● **Data provided**

--------------------

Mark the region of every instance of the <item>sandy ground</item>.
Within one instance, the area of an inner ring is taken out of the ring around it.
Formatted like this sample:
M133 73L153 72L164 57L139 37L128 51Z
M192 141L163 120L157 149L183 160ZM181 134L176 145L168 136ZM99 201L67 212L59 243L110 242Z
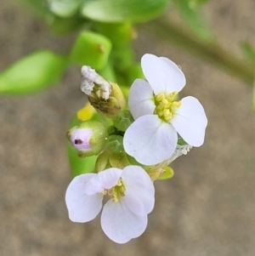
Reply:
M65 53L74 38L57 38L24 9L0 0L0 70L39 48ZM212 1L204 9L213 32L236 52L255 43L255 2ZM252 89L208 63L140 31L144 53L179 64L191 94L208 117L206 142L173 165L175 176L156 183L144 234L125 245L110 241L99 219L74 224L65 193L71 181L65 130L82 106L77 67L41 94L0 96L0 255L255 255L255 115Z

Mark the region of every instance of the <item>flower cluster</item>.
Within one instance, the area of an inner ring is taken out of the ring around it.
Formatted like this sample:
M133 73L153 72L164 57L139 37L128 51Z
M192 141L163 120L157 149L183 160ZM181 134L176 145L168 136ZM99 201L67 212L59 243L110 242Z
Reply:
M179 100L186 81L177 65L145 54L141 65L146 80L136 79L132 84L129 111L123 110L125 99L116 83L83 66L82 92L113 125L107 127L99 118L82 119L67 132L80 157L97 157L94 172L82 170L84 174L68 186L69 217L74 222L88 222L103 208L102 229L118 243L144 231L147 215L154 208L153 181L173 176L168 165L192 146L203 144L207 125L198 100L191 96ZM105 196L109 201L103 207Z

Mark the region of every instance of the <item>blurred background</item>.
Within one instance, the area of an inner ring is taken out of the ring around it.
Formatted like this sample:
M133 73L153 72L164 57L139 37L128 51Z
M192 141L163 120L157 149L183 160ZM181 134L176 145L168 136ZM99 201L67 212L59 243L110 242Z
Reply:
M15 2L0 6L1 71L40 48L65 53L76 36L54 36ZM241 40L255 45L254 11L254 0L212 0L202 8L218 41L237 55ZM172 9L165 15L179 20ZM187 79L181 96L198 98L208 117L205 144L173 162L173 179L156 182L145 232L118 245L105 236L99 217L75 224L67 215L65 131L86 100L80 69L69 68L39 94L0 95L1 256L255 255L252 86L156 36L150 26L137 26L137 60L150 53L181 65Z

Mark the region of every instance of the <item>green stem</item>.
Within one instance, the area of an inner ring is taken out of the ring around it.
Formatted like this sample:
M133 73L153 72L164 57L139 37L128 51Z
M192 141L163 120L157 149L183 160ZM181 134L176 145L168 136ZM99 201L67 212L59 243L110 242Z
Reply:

--------------------

● **What you have to do**
Lay out every line of the rows above as a JSON list of strings, one string per line, with blank lines omitted. Leave the pictures out of the list.

● **Exercise result**
[
  "Mark the region of every instance of the <item>sandy ground</item>.",
  "Within one instance, the area of an inner ring is taken out of the ring around it.",
  "Formatted like this sample:",
  "M133 73L153 72L164 57L139 37L128 51Z",
  "M192 141L163 120L157 149L183 160ZM181 134L176 145L168 136ZM99 201L67 212L59 243L110 242Z",
  "Reply:",
  "M65 53L74 38L57 38L24 9L0 0L0 70L39 48ZM212 1L204 9L213 32L236 52L255 43L255 2ZM252 89L208 63L140 31L144 53L179 64L191 94L208 117L206 142L173 165L175 176L156 183L144 234L125 245L110 241L99 219L74 224L65 193L71 181L65 130L82 106L77 67L41 94L0 96L0 255L255 255L255 115Z",
  "Mark the region of every instance of the <item>flower cluster</item>.",
  "Within one instance, the area of an inner ring is taken out of the ring around it.",
  "Formatted like this sample:",
  "M133 73L153 72L164 57L139 37L128 51Z",
  "M192 141L163 120L157 149L183 160ZM181 134L176 145L168 136ZM99 201L67 212L59 243L110 242Z",
  "Reply:",
  "M179 100L186 81L177 65L145 54L141 65L146 80L136 79L132 84L129 111L123 110L125 99L116 83L83 66L82 92L113 125L107 127L99 118L82 119L67 132L80 157L97 157L94 172L82 170L84 174L68 186L69 217L74 222L88 222L103 208L102 229L118 243L144 231L147 215L154 208L153 181L173 176L168 165L192 146L203 144L207 125L198 100L191 96ZM105 196L109 201L103 207Z",
  "Mark the region of every instance of the <item>blurred background</item>.",
  "Within one instance, the area of an inner ring is taken out of the ring around it.",
  "Formatted like this sample:",
  "M133 73L153 72L164 57L139 37L128 51Z",
  "M192 141L163 120L157 149L183 160ZM181 134L176 145L168 136ZM99 201L67 212L59 243L110 242Z",
  "Reply:",
  "M15 2L0 6L1 71L40 48L65 53L76 36L54 36ZM241 40L255 45L254 11L254 0L212 0L202 8L218 41L237 55ZM172 9L165 15L179 20ZM187 79L181 96L198 98L208 117L205 144L173 162L173 179L156 182L145 232L118 245L105 236L99 217L75 224L67 215L65 131L86 100L80 69L69 68L39 94L0 95L1 256L255 255L252 86L156 36L150 26L137 26L137 60L150 53L181 65Z",
  "Mark the region of every instance of the <item>green stem</item>.",
  "Within one instance, the area of an inner ring is taken out of the ring around it.",
  "Formatted like this sample:",
  "M133 73L153 72L164 57L139 37L128 51Z",
  "M192 141L163 120L157 149L183 160ZM181 134L176 145L168 136ZM99 201L67 212L59 243L110 242Z",
  "Reply:"
]